**TASK STATEMENT:** Return the text lines of every item unchanged, leaving out the pictures.

Point annotations for photos
★ ★ ★ ★ ★

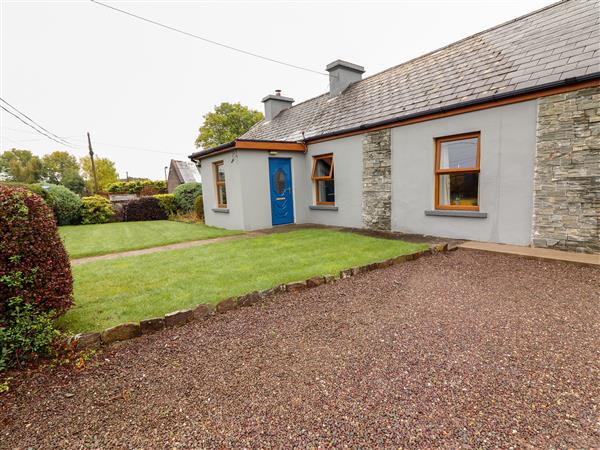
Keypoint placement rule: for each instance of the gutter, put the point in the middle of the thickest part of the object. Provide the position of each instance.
(399, 119)
(444, 109)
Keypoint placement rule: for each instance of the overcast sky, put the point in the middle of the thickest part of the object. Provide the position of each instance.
(74, 66)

★ ★ ★ ★ ★

**SOLUTION TO THIS TASK:**
Keypoint placement rule: for each instance of the gutter, put the point in the middle of the thickest part of the object. Provide the position of each instance.
(399, 119)
(444, 109)
Keypoint placement rule: for each instance of the overcast sky, put the point in the middle of the thickest part of the object. Provide the position of each instance.
(74, 66)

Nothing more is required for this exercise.